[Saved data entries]
* BEGIN *

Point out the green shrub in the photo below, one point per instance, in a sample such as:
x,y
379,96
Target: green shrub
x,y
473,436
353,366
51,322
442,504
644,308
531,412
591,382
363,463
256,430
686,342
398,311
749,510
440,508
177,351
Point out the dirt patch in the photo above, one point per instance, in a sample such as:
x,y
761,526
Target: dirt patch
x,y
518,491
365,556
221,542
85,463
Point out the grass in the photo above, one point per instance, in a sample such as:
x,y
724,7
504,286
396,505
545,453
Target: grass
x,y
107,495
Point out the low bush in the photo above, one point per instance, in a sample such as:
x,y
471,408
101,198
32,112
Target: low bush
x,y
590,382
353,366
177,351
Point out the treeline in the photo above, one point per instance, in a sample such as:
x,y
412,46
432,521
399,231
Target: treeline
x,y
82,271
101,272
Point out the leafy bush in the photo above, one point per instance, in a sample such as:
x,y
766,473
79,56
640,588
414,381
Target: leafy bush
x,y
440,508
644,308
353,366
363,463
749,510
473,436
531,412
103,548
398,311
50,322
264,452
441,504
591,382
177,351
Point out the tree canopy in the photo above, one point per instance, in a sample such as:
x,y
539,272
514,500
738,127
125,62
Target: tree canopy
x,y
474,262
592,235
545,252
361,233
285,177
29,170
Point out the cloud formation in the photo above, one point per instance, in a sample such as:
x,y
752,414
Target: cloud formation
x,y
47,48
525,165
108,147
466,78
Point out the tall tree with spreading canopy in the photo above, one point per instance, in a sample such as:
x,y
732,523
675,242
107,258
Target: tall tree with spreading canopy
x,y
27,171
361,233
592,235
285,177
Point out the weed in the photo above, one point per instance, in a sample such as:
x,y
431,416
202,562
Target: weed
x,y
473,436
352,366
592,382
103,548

* END *

#### GOAL
Give back the whole listing exactly as it reads.

#### THE OUTPUT
Point out the green shrub in the photo below, one point per instance, in a sample such as:
x,y
379,96
Target: green shrub
x,y
473,436
353,366
51,322
442,504
644,308
531,412
591,382
363,463
256,430
686,342
398,311
749,510
440,508
177,351
Point out the dirt patch in the photo above, one point per instance, in a sample such as:
x,y
761,526
Target: dirt patch
x,y
518,491
365,556
221,542
85,463
Point out the grass in the photo above, one point per instance, in a sample such as:
x,y
724,7
504,286
396,505
545,453
Target: grass
x,y
107,495
Point out the low bush in the photo above, one point per instance, in a sample such as:
x,y
471,408
101,198
32,112
Target: low bush
x,y
590,382
353,366
177,351
Point out the treeline in the photo above, one point per instance, in a sample such as:
x,y
412,46
432,521
399,231
Target: treeline
x,y
82,271
101,272
Point out the leafy bush in the photo above, one point per instance, in a sample such as:
x,y
766,473
79,56
640,588
414,381
Target: leafy bush
x,y
440,508
644,308
353,366
363,463
749,510
473,436
531,412
103,548
398,311
50,322
264,452
441,504
591,382
177,351
Point out the tree canopy in the photo above, one point per instance, in a sample such as:
x,y
539,272
514,500
738,127
125,62
Target: tree canopy
x,y
474,262
592,235
545,252
361,233
285,177
29,170
Point out the cloud formation in the photo above, one point per instance, in a sample such as:
x,y
752,414
Target: cloud formation
x,y
47,48
525,165
108,147
466,78
Point out the tall tree with spreading canopy in the photo above, one point per instance, in a sample such as:
x,y
732,523
675,242
107,258
Target: tall tree with spreading canopy
x,y
27,171
361,233
592,235
285,177
Point out the weed in the photo above, one point per instance, in a sample such as:
x,y
431,416
202,562
Target: weed
x,y
473,436
352,366
592,382
103,548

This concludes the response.